TASK GOAL:
Take the data below and repeat it exactly.

----- THE DATA

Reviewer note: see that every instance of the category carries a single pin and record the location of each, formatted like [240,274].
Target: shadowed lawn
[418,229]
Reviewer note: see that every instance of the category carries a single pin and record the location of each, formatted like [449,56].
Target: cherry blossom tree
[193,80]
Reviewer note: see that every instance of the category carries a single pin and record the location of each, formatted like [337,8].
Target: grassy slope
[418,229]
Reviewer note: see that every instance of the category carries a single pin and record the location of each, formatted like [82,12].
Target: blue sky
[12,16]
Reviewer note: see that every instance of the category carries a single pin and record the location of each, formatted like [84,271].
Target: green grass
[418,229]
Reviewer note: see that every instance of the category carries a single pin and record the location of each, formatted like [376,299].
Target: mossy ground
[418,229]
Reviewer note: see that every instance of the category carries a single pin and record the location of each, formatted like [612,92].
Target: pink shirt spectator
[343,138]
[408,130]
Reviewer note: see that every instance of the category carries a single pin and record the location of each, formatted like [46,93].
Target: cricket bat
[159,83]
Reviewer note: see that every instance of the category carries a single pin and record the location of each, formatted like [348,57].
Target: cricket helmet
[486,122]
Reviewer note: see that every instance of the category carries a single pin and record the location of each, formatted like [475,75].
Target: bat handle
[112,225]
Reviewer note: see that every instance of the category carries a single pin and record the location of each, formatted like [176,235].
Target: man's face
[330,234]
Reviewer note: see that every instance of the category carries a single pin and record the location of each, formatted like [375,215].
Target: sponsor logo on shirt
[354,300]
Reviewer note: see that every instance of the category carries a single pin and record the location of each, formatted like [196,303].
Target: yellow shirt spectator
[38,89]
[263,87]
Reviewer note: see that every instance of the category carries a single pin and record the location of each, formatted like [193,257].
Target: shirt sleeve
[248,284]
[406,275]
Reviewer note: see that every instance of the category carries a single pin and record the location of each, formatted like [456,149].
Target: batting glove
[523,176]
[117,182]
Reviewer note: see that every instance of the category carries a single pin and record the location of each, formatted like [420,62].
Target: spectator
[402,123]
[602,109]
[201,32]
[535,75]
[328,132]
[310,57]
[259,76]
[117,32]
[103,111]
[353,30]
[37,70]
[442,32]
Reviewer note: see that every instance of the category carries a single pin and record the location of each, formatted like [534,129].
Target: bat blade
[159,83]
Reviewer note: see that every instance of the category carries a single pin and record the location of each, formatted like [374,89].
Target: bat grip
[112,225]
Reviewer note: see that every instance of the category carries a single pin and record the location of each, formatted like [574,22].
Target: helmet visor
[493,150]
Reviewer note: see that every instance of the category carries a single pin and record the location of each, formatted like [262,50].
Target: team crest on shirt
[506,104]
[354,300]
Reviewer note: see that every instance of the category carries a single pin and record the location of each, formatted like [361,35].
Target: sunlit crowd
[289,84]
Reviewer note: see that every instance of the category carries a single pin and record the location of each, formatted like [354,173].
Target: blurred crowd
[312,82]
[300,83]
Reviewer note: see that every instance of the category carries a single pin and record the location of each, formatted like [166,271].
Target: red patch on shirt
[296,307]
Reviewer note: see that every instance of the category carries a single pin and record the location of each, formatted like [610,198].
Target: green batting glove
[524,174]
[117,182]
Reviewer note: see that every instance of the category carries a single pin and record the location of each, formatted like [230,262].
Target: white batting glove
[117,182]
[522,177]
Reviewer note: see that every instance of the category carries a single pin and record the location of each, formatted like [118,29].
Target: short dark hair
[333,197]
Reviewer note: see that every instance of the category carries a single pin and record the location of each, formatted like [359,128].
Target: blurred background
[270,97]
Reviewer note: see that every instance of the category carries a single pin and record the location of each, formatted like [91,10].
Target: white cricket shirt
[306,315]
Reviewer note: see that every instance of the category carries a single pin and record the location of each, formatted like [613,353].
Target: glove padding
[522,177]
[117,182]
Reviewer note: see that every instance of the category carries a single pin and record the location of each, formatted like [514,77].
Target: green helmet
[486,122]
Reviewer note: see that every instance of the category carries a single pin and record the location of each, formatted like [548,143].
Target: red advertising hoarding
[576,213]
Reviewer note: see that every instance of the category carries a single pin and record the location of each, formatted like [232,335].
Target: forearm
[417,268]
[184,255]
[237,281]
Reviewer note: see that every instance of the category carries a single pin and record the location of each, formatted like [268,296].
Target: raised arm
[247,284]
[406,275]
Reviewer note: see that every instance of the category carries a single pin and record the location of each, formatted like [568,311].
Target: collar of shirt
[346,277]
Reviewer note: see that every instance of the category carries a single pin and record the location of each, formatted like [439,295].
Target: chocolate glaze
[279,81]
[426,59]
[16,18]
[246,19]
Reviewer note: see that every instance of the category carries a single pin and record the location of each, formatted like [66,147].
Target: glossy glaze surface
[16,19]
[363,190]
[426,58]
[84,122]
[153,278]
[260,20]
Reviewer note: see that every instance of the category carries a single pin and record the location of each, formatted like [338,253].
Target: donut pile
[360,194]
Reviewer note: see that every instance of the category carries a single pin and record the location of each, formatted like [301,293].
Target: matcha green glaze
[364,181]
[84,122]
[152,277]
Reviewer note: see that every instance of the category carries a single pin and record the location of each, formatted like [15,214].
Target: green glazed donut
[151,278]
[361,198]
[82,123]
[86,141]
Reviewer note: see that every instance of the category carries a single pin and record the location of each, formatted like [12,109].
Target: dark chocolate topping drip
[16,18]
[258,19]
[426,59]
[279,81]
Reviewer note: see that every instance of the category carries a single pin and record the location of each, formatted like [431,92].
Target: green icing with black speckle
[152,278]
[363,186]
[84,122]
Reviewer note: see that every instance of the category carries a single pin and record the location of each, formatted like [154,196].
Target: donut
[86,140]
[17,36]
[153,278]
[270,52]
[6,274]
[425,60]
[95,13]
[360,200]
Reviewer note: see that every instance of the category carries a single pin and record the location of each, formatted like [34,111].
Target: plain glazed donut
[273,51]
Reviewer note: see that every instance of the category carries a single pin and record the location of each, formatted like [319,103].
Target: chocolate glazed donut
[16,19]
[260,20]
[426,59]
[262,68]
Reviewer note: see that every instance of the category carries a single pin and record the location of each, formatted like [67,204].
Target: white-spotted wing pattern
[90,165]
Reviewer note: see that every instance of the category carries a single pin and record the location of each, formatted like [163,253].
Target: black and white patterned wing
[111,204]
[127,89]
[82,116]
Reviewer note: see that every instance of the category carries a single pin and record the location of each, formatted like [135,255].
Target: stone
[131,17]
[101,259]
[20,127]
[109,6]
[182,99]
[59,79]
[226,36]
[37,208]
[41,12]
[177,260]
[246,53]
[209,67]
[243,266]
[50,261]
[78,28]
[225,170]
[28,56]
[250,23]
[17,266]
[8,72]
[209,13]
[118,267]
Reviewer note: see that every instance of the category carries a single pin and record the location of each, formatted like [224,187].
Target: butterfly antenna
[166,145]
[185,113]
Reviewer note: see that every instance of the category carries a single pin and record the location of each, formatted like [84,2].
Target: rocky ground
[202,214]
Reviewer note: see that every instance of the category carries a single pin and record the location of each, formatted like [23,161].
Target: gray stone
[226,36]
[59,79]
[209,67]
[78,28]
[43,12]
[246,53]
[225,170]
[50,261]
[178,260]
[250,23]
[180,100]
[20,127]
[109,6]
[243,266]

----------

RESPONSE TO THE TASK:
Reviewer note: see that every instance of the category carries a single pin and record the location of each, formatted like [240,274].
Target: shadowed lawn
[418,229]
Reviewer note: see that every instance of the category carries a single pin and record the location of each, formatted like [449,56].
Target: cherry blossom tree
[193,80]
Reviewer note: see that every instance of the category carries a single pin and record the location of each, formatted like [337,8].
Target: grassy slope
[418,229]
Reviewer note: see that every instance of the category carries a single pin and record the location of each, formatted like [82,12].
Target: blue sky
[12,16]
Reviewer note: see that every instance of the category carries a single pin and record the location of each, formatted like [84,271].
Target: green grass
[418,229]
Reviewer note: see that every instance of the category carries a single pin and record the location of each, formatted like [376,299].
Target: mossy ground
[418,229]
Reviewer note: see that every instance of the category carries a single pin and record the location of each, formatted like [612,92].
Target: pink shirt spectator
[343,138]
[408,130]
Reviewer note: see that every instance of the category carries a single pin and record the location of each, formatted like [46,93].
Target: cricket bat
[159,83]
Reviewer note: see that every instance of the category carries a single pin and record the location of each, formatted like [348,57].
Target: cricket helmet
[486,122]
Reviewer note: see that every instance of the category carries a single pin and record the location of each, formatted like [475,75].
Target: bat handle
[112,225]
Reviewer note: see that every instance of the category carries a single pin and record the location of each, formatted like [176,235].
Target: man's face
[330,234]
Reviewer note: see that every instance of the category carries a single pin and record the location of each, formatted like [375,215].
Target: sponsor logo on shirt
[354,300]
Reviewer note: see that every instance of the category carries a single pin and record the location of each, formatted like [196,303].
Target: yellow shirt spectator
[38,89]
[263,87]
Reviewer note: see that every instance of the category carries a single pin and record the location of each, formatted like [193,257].
Target: shirt sleeve
[248,284]
[406,275]
Reviewer note: see that every instance of the category carries a single pin and record the location of each, formatted like [456,149].
Target: batting glove
[523,176]
[117,182]
Reviewer note: see that every instance of the category carries a single pin and record the location of each, formatted like [420,62].
Target: spectator
[402,123]
[602,109]
[201,32]
[535,75]
[328,132]
[310,57]
[259,76]
[117,32]
[103,111]
[353,30]
[37,70]
[442,32]
Reviewer note: see that every instance of the category carries a single pin and record the location of each, formatted like [534,129].
Target: bat blade
[159,83]
Reviewer note: see that every instance of the category carries a single pin and record the location of each, formatted like [374,89].
Target: bat grip
[112,225]
Reviewer note: see that every instance of the category carries a single pin and record the location of each, formatted like [574,22].
Target: helmet visor
[493,150]
Reviewer note: see that every instance of the category carries a single pin and record the location of each, formatted like [262,50].
Target: team crest on shirt
[506,104]
[354,300]
Reviewer note: see that every instance of the category carries a single pin and record the location of each, formatted like [361,35].
Target: sunlit crowd
[289,84]
Reviewer note: see that every instance of the category carries a single pin and record the location of each, formatted like [354,173].
Target: blurred crowd
[312,82]
[300,83]
Reviewer note: see that every instance of the category carries a single pin and record the location of each, formatted like [166,271].
Target: red patch on shirt
[296,307]
Reviewer note: see that every instance of the category carries a single pin and record the location of each, formatted like [610,198].
Target: green batting glove
[524,174]
[117,182]
Reviewer note: see that every instance of the category carries a single pin and record the location of each, formatted like [230,262].
Target: white batting glove
[117,182]
[522,177]
Reviewer note: see that every instance of the category carries a single pin and record the location of each, formatted like [118,29].
Target: short dark hair
[333,197]
Reviewer note: see that every instance of the category carries a single pin and record the location of each, formatted like [359,128].
Target: blurred background
[270,97]
Reviewer note: see that every instance of the category carries a single pin and record the location of each, formatted like [91,10].
Target: white cricket shirt
[306,315]
Reviewer note: see that every instance of the category carries a single pin and record the location of each, formatted like [613,353].
Target: glove padding
[522,177]
[117,182]
Reviewer note: see that every instance of the category carries a single pin and record the location of each, formatted like [514,77].
Target: green helmet
[486,122]
Reviewer note: see that every instance of the category carries a single pin and record the location of each, formatted like [548,143].
Target: red advertising hoarding
[576,213]
Reviewer note: see that every instance of the category carries a single pin and record the location of each, formatted like [232,335].
Target: forearm
[417,268]
[184,255]
[237,281]
Reviewer note: see that every instance of the category carries a single pin and record the location of each, formatted like [268,296].
Target: raised arm
[247,284]
[406,275]
Reviewer note: see that every instance of the category carries a single pin and record the location of each, formatted like [568,311].
Target: collar of shirt
[346,277]
Reviewer note: see that every instance of the category carries a single pin and record the location of each, formatted like [439,295].
Target: chocolate glaze
[279,81]
[426,59]
[16,18]
[246,19]
Reviewer note: see that every instance of the category carries a single pin and record the location of each, formatted like [66,147].
Target: glossy glaze surface
[16,19]
[363,190]
[426,58]
[84,122]
[153,278]
[260,20]
Reviewer note: see that every instance of the category carries a single pin and record the location of each, formatted like [338,253].
Target: donut pile
[360,194]
Reviewer note: see that every instance of the category carries a single pin and record the location of each, formatted like [301,293].
Target: matcha green glaze
[364,181]
[84,122]
[152,277]
Reviewer note: see that every instance of the category carries a single pin and record the location of each, formatted like [15,214].
Target: green glazed donut
[151,278]
[361,198]
[82,123]
[86,141]
Reviewer note: see that every instance of the category carries a single pin and record the location of each, formatted like [12,109].
Target: dark chocolate topping drip
[16,18]
[258,19]
[426,59]
[279,81]
Reviewer note: see that every instance of the category carries a single pin and record the location of each, formatted like [431,92].
Target: green icing with black speckle
[152,278]
[363,186]
[84,122]
Reviewer note: see that every instance of the category carries a single pin and record the location of each, formatted like [154,196].
Target: donut
[86,140]
[17,36]
[153,278]
[270,52]
[6,274]
[425,60]
[95,13]
[360,200]
Reviewer note: see that every instance of the category carries a single pin and record the location of each, formatted like [34,111].
Target: plain glazed donut
[273,51]
Reviewer note: see that every instance of the category carries a single pin and record the location of each, formatted like [319,103].
Target: chocolate glazed donut
[16,19]
[260,20]
[426,59]
[262,68]
Reviewer note: see that every instance of the category carries a single pin and record the location of each, formatted like [67,204].
Target: white-spotted wing pattern
[90,165]
Reviewer note: see that every instance of the category carries a single pin and record the location of each, formatted like [163,253].
Target: black and white patterned wing
[111,204]
[127,89]
[82,116]
Reviewer note: see that every instance of the category carries a single pin and record the location of each, formatted like [135,255].
Target: stone
[131,17]
[101,259]
[20,127]
[109,6]
[182,99]
[59,79]
[226,36]
[37,208]
[41,12]
[177,260]
[246,53]
[209,67]
[243,266]
[50,261]
[78,28]
[225,170]
[28,56]
[250,23]
[17,266]
[8,72]
[209,13]
[118,267]
Reviewer note: see that every instance of the category carries a single pin and record the location of each, formatted like [224,187].
Target: butterfly antenna
[166,145]
[185,113]
Reviewer note: see that every instance of the category carries a single pin and record the location of each, formatted like [84,2].
Target: rocky ground
[202,214]
Reviewer note: see that every instance of the category carries a single pin and record the location of each, formatted like [23,161].
Target: gray stone
[226,36]
[59,79]
[209,67]
[78,28]
[43,12]
[246,53]
[225,170]
[50,261]
[178,260]
[250,23]
[180,100]
[20,127]
[109,6]
[243,266]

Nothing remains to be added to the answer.